----- Given text -----

Fig. 6: Machine learning framework for predicting immunotherapy response and survival outcomes based on TAM subtypes.
figure 6

a Schematic of the machine learning framework. b ROC curves and corresponding AUC values for three feature types in the training and test cohorts. c The corresponding AUPRC values of three feature types in the training and test cohorts. d Kaplan–Meier curves comparing OS between responders and non-responders in the testing cohort. e OS stratified between responders and non-responders in patients in the testing cohort with different cancer types. f Comparison of C-index of multiple prediction models in training and testing cohorts. g, h Feature importance of pro-inflam and pro-tumor TAMs in the integrated TAMs RF model in the testing cohort.

-----

**Set of tasks**
[1] Retype the part of the figure caption between "Fig. 6: Machine" and "model in the testing cohort.", inclusive.
[2] Answer these questions from the figure caption:
(a) Which values does panel c show for the three feature types?
(b) Which panels show feature importance of pro-inflam and pro-tumor TAMs?
(c) What does panel f compare?
[3] For each statement, say whether the figure caption supports it:
(a) Panel d compares OS between responders and non-responders in the training cohort.
(b) The machine learning framework predicts immunotherapy response and survival outcomes based on TAM subtypes.
(c) Panel b presents ROC curves for three feature types.

----- Excerpted records -----

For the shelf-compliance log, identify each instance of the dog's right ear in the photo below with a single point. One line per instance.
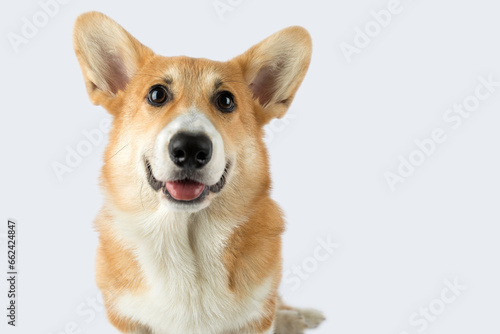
(108, 55)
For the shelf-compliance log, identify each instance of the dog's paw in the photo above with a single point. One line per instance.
(312, 318)
(289, 322)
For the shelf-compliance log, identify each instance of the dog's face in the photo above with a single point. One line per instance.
(187, 131)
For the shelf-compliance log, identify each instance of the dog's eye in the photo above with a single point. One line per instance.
(225, 102)
(158, 95)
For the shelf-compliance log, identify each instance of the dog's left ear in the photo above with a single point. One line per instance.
(275, 68)
(108, 55)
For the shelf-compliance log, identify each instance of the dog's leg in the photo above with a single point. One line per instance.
(290, 320)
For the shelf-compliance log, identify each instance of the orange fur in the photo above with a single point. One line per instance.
(253, 250)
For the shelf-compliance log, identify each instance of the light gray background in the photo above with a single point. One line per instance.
(350, 122)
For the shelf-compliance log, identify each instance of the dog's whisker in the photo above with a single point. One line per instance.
(117, 152)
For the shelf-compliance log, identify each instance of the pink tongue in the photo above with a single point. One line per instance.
(185, 190)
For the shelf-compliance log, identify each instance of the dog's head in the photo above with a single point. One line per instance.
(187, 131)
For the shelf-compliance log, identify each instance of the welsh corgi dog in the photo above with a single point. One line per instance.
(189, 238)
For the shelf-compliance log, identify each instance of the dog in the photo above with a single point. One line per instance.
(189, 238)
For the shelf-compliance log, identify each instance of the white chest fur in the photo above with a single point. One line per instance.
(181, 258)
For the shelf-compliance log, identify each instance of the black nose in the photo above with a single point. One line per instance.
(190, 151)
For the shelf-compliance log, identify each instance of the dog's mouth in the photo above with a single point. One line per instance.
(185, 189)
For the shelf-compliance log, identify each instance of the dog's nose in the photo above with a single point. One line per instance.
(191, 151)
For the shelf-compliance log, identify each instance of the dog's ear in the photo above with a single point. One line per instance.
(275, 68)
(108, 55)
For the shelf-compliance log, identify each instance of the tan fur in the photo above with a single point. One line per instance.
(118, 71)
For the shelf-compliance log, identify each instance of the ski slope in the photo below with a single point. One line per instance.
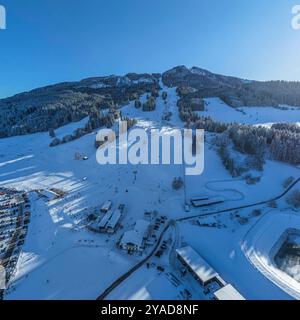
(62, 260)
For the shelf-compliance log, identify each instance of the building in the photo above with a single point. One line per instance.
(196, 265)
(133, 240)
(113, 221)
(109, 223)
(228, 293)
(106, 206)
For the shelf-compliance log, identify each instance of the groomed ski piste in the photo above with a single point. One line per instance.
(61, 259)
(263, 241)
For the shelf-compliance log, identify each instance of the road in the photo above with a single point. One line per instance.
(136, 267)
(172, 222)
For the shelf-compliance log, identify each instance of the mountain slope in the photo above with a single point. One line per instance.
(57, 105)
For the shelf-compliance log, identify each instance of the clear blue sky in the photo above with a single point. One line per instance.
(49, 41)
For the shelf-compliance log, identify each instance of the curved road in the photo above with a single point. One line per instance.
(142, 262)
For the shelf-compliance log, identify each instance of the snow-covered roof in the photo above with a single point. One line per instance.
(136, 235)
(199, 266)
(106, 205)
(114, 219)
(141, 226)
(131, 237)
(104, 220)
(228, 293)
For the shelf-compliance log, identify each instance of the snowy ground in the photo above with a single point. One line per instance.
(62, 260)
(262, 242)
(220, 111)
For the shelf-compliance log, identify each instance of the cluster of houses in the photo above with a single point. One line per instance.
(108, 221)
(212, 283)
(134, 240)
(14, 221)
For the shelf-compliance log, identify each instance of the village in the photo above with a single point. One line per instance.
(143, 234)
(14, 221)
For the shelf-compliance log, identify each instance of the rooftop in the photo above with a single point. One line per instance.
(199, 266)
(228, 293)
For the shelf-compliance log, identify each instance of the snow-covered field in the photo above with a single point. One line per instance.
(262, 242)
(62, 260)
(220, 111)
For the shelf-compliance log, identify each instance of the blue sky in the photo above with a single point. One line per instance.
(49, 41)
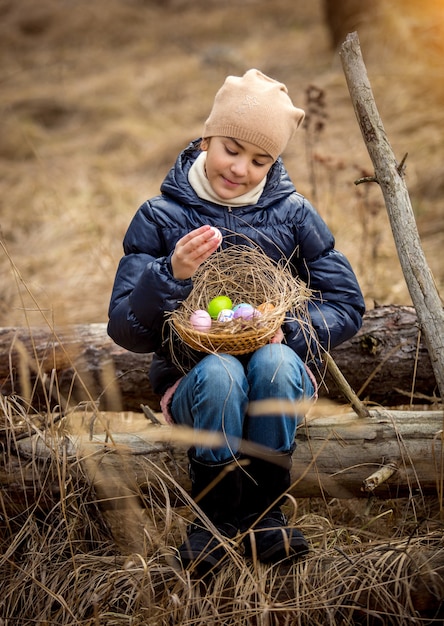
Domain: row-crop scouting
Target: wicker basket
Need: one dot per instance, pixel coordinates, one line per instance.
(244, 274)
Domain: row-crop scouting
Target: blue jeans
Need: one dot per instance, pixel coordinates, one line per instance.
(215, 395)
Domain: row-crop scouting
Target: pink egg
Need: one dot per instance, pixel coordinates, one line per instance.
(226, 315)
(244, 311)
(200, 320)
(216, 234)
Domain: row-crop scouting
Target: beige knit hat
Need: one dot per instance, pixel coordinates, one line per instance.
(254, 108)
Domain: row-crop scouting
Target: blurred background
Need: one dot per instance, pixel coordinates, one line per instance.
(98, 97)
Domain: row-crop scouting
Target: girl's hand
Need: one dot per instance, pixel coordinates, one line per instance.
(278, 337)
(192, 250)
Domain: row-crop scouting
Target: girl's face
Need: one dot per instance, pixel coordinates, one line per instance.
(234, 167)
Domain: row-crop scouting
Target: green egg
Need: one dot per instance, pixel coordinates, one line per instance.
(217, 304)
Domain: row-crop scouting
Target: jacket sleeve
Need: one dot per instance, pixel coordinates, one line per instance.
(144, 287)
(336, 307)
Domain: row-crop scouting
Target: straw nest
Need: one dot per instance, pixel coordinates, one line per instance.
(244, 274)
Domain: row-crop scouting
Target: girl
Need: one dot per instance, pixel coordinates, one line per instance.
(234, 179)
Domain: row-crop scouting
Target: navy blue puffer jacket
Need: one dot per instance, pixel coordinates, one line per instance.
(282, 223)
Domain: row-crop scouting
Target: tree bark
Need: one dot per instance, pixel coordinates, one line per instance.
(385, 363)
(390, 177)
(391, 454)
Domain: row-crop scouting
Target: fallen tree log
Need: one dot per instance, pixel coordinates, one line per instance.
(391, 454)
(386, 363)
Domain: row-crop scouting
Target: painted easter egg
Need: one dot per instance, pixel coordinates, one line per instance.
(226, 315)
(217, 304)
(266, 307)
(217, 234)
(200, 320)
(244, 311)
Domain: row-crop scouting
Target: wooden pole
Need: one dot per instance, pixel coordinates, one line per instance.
(390, 177)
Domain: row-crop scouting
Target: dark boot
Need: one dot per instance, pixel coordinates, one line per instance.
(217, 490)
(269, 535)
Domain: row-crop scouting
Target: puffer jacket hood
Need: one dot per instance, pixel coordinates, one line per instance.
(283, 223)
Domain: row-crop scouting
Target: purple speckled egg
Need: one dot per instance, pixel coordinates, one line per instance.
(200, 320)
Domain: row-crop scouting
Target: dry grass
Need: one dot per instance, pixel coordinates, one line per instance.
(96, 102)
(81, 545)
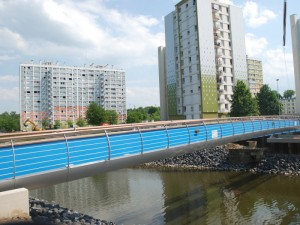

-----

**Outputs for the tasks**
[1]
Fig. 6: Machine learning framework for predicting immunotherapy response and survival outcomes based on TAM subtypes.
figure 6

a Schematic of the machine learning framework. b ROC curves and corresponding AUC values for three feature types in the training and test cohorts. c The corresponding AUPRC values of three feature types in the training and test cohorts. d Kaplan–Meier curves comparing OS between responders and non-responders in the testing cohort. e OS stratified between responders and non-responders in patients in the testing cohort with different cancer types. f Comparison of C-index of multiple prediction models in training and testing cohorts. g, h Feature importance of pro-inflam and pro-tumor TAMs in the integrated TAMs RF model in the testing cohort.

[2]
(a) The corresponding AUPRC values of the three feature types in the training and test cohorts.
(b) Panels g and h.
(c) The C-index of multiple prediction models in the training and testing cohorts.

[3]
(a) No: "Kaplan–Meier curves comparing OS between responders and non-responders in the testing cohort."
(b) Yes: "Machine learning framework for predicting immunotherapy response and survival outcomes based on TAM subtypes."
(c) Yes: "ROC curves and corresponding AUC values for three feature types in the training and test cohorts."